● **Data entries**:
=-=-=

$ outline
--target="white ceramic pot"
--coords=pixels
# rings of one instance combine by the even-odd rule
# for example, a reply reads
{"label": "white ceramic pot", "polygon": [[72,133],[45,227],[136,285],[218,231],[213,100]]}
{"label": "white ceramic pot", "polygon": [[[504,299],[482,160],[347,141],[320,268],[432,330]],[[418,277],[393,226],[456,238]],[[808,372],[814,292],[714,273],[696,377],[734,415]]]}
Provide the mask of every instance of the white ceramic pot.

=-=-=

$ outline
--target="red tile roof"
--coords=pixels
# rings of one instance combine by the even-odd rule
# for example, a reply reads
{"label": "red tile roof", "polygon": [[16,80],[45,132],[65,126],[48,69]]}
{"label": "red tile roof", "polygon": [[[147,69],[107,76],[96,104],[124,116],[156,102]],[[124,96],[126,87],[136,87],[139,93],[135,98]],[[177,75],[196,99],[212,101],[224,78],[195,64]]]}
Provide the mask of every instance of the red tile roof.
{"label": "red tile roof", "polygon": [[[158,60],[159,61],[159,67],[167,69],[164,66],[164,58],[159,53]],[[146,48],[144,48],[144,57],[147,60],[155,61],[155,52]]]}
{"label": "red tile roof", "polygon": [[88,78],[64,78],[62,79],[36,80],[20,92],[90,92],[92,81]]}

=-=-=

● **What you have to do**: Report every line above that contains the word "ceramic", copying each such line in full.

● **Response to this task**:
--target="white ceramic pot"
{"label": "white ceramic pot", "polygon": [[72,133],[45,227],[136,285],[218,231],[213,100]]}
{"label": "white ceramic pot", "polygon": [[[504,299],[482,160],[347,141],[320,268],[432,330]],[[418,277],[393,226],[456,238]],[[808,372],[814,292],[714,273],[696,377],[734,415]]]}
Provide the mask of every instance of the white ceramic pot.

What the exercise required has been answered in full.